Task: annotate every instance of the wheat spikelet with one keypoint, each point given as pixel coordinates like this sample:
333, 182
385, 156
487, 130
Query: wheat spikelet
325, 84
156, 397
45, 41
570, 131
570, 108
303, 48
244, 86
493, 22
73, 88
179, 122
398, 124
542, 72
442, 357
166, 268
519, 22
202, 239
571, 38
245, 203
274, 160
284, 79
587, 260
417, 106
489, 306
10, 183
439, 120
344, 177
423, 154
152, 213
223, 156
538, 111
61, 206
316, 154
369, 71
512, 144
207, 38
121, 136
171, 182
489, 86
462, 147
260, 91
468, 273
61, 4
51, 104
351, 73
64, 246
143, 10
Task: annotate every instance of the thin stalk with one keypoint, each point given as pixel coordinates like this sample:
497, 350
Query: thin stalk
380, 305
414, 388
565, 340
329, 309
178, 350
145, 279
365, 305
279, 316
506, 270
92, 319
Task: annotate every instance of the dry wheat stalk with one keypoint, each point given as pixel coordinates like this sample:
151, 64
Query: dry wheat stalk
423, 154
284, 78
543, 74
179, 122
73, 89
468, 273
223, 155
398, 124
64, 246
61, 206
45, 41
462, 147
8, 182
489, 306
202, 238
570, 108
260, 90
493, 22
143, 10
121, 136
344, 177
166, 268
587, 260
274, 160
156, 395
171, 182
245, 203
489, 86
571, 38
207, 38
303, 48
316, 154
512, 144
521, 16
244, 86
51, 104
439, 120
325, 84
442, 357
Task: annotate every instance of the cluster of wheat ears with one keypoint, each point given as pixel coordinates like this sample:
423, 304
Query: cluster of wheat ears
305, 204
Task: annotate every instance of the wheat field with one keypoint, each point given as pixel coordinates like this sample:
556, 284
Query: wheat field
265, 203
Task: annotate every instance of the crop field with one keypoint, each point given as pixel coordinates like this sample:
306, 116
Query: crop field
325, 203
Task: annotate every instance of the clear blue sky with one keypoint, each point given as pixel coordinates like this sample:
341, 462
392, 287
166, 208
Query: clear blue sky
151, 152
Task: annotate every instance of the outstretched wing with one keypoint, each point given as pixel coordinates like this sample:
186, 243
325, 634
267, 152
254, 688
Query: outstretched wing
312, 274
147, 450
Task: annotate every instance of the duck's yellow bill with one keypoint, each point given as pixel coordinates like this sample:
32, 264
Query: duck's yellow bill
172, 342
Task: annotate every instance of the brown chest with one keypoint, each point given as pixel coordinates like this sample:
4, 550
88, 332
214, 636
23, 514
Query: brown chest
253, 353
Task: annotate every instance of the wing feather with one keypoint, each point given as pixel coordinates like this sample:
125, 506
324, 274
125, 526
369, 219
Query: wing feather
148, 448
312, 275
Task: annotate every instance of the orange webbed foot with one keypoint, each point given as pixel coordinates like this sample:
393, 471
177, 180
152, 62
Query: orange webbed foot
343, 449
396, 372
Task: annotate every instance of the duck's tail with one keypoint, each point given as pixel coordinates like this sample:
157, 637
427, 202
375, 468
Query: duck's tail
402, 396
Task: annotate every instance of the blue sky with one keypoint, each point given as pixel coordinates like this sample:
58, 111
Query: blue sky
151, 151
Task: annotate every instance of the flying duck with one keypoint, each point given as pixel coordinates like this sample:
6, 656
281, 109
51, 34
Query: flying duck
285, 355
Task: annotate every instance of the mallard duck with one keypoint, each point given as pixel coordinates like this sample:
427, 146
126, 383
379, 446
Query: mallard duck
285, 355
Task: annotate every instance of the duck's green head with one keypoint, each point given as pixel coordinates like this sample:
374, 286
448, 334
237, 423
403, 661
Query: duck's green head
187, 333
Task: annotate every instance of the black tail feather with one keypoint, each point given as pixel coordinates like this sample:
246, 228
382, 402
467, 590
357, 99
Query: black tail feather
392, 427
════════
Recite the full listing above exactly.

Task: annotate every instance of the wheat spikelet with one keypoint, each point given as pixel coordinates like this sample:
333, 182
385, 156
487, 130
Query: wheat spikelet
325, 84
156, 397
45, 41
570, 131
570, 108
303, 48
244, 86
493, 22
73, 88
179, 122
398, 124
542, 72
442, 357
166, 268
519, 22
202, 239
571, 38
245, 203
274, 160
284, 79
587, 260
417, 106
489, 306
10, 183
439, 120
344, 177
423, 154
152, 213
223, 156
538, 111
61, 206
316, 154
369, 71
512, 144
207, 38
121, 136
171, 182
489, 86
462, 147
260, 91
468, 273
61, 4
51, 104
351, 73
64, 246
143, 10
Task: annotate every instance of the thin stalk with one keypoint, each point given as pixel coordinates like this sample:
497, 350
Query: thin stalk
380, 305
414, 388
565, 340
329, 309
178, 350
145, 279
365, 305
279, 316
506, 270
92, 319
Task: annotate every instance of the dry wheat stalk with one keypoint, each point given as pixel coordinates like this sample:
151, 64
Query: dry wheat stalk
423, 154
284, 78
543, 74
179, 122
73, 89
468, 273
223, 155
398, 124
64, 246
61, 206
45, 41
462, 147
8, 182
489, 306
202, 238
570, 108
260, 90
493, 22
143, 10
121, 136
344, 177
166, 268
587, 260
274, 160
156, 395
171, 182
245, 203
489, 86
571, 38
207, 38
303, 48
316, 154
512, 144
521, 16
244, 86
51, 104
439, 120
325, 84
442, 357
Task: annotate every instance of the cluster of wheat ears with one keypoint, each point given as pixel coordinates like this sample:
423, 304
Query: cluster of wheat ears
305, 204
Task: annotate every instance of the wheat field with one keypoint, each point given as pixel coordinates like this sample:
556, 284
Query: wheat field
265, 203
Task: annotate every instance of the crop field with one keypoint, each point given as pixel coordinates like this sample:
306, 116
Query: crop field
325, 203
Task: annotate every instance of the clear blue sky with one keypoint, each point given as pixel coordinates like this sample:
341, 462
392, 287
166, 208
Query: clear blue sky
151, 152
Task: annotate every instance of the outstretched wing with one keypoint, each point given as pixel coordinates like this sample:
186, 243
325, 634
267, 152
254, 688
Query: outstretched wing
312, 274
147, 450
Task: annotate every instance of the duck's yellow bill with one keypoint, each point given as pixel coordinates like this sample:
32, 264
Query: duck's yellow bill
172, 342
Task: annotate every instance of the brown chest with one keypoint, each point given as pixel coordinates like this sample:
4, 550
88, 332
214, 636
23, 514
Query: brown chest
253, 353
Task: annotate every instance of the wing feather with one keypoint, each point given as pixel coordinates like this sample:
125, 506
324, 274
125, 526
369, 219
Query: wing feather
148, 448
312, 275
Task: annotate every instance of the orange webbed foot with one keypoint, each point given as pixel coordinates like this sample:
393, 471
177, 180
152, 62
Query: orange webbed foot
343, 449
396, 372
Task: annotate every instance of the duck's tail with one keypoint, each point given as pixel coordinates like this sample:
157, 637
427, 202
375, 468
Query: duck's tail
402, 396
Task: annotate every instance of the blue sky with one keypoint, each point given as pixel coordinates like this sample:
58, 111
Query: blue sky
151, 151
Task: annotate every instance of the flying duck with one keypoint, each point given as pixel coordinates like this sample:
6, 656
281, 109
51, 34
Query: flying duck
285, 355
Task: annotate every instance of the mallard duck with one keypoint, each point given as pixel coordinates like this sample:
427, 146
126, 383
379, 446
Query: mallard duck
285, 355
Task: annotate every instance of the duck's green head with one keypoint, each point given as pixel coordinates like this sample:
374, 286
448, 334
237, 423
403, 661
Query: duck's green head
187, 333
Task: annotate every instance of the black tail feather with one keypoint, each point given as pixel coordinates like this sample:
246, 228
382, 402
467, 590
357, 99
Query: black tail feather
392, 427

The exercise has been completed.